**DATA FOR THIS EXERCISE:**
:::::

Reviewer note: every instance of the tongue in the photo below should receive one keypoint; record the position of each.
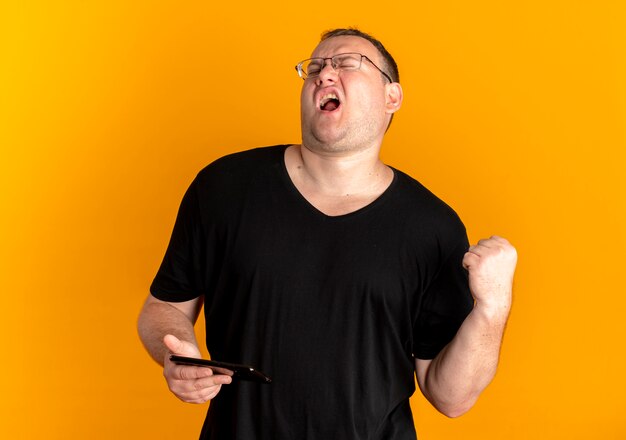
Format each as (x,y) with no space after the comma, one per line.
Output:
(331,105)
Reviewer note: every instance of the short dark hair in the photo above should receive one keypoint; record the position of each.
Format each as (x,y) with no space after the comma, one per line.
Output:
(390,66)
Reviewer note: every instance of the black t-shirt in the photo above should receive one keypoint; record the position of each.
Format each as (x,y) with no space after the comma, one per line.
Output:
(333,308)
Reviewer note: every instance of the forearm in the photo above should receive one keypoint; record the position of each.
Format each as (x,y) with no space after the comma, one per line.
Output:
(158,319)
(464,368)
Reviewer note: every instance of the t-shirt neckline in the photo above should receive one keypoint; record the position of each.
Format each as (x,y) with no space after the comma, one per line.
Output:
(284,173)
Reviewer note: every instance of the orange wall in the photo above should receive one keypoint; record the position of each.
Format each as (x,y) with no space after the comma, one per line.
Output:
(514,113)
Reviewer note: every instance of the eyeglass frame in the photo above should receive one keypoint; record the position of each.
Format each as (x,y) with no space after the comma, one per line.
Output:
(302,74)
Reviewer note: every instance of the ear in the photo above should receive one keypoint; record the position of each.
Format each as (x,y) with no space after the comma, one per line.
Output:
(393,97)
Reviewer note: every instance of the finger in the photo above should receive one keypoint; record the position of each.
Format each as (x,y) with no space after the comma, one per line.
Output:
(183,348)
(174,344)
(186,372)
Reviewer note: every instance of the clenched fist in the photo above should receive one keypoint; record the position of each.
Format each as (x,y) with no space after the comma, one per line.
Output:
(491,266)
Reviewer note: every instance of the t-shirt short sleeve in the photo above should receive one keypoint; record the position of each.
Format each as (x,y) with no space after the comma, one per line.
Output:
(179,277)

:::::

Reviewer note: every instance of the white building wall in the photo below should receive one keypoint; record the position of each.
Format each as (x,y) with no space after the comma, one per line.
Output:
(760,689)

:::::

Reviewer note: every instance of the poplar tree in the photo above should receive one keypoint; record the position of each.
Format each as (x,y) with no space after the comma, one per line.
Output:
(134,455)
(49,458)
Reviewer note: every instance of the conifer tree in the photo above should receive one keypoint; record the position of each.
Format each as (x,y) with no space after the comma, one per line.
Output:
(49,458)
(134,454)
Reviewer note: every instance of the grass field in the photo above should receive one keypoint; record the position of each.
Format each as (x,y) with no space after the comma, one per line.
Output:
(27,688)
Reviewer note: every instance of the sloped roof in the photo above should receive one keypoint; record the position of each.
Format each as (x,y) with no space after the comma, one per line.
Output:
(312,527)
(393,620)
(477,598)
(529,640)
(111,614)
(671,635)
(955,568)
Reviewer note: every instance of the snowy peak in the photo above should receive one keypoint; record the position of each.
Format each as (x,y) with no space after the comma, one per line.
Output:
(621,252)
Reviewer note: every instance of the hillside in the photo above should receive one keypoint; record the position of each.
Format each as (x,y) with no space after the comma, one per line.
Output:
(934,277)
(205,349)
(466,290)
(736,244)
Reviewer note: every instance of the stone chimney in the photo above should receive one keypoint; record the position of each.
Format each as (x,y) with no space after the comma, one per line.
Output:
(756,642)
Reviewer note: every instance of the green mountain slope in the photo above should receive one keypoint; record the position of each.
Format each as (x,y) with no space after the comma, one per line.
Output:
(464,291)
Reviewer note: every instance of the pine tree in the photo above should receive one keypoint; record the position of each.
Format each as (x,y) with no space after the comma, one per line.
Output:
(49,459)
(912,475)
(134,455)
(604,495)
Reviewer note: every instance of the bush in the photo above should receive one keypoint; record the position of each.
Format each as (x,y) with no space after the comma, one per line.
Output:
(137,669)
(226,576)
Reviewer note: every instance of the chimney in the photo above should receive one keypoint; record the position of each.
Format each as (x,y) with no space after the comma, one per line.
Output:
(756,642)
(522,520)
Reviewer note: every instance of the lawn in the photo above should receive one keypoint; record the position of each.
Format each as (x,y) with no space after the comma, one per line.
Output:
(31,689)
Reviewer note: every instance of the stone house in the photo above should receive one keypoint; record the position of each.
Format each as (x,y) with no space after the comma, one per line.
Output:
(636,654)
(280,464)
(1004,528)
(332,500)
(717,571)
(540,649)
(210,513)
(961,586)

:::::

Tally the lines of the entries that include the word "stone" and give only the total.

**OUTPUT BELOW:** 2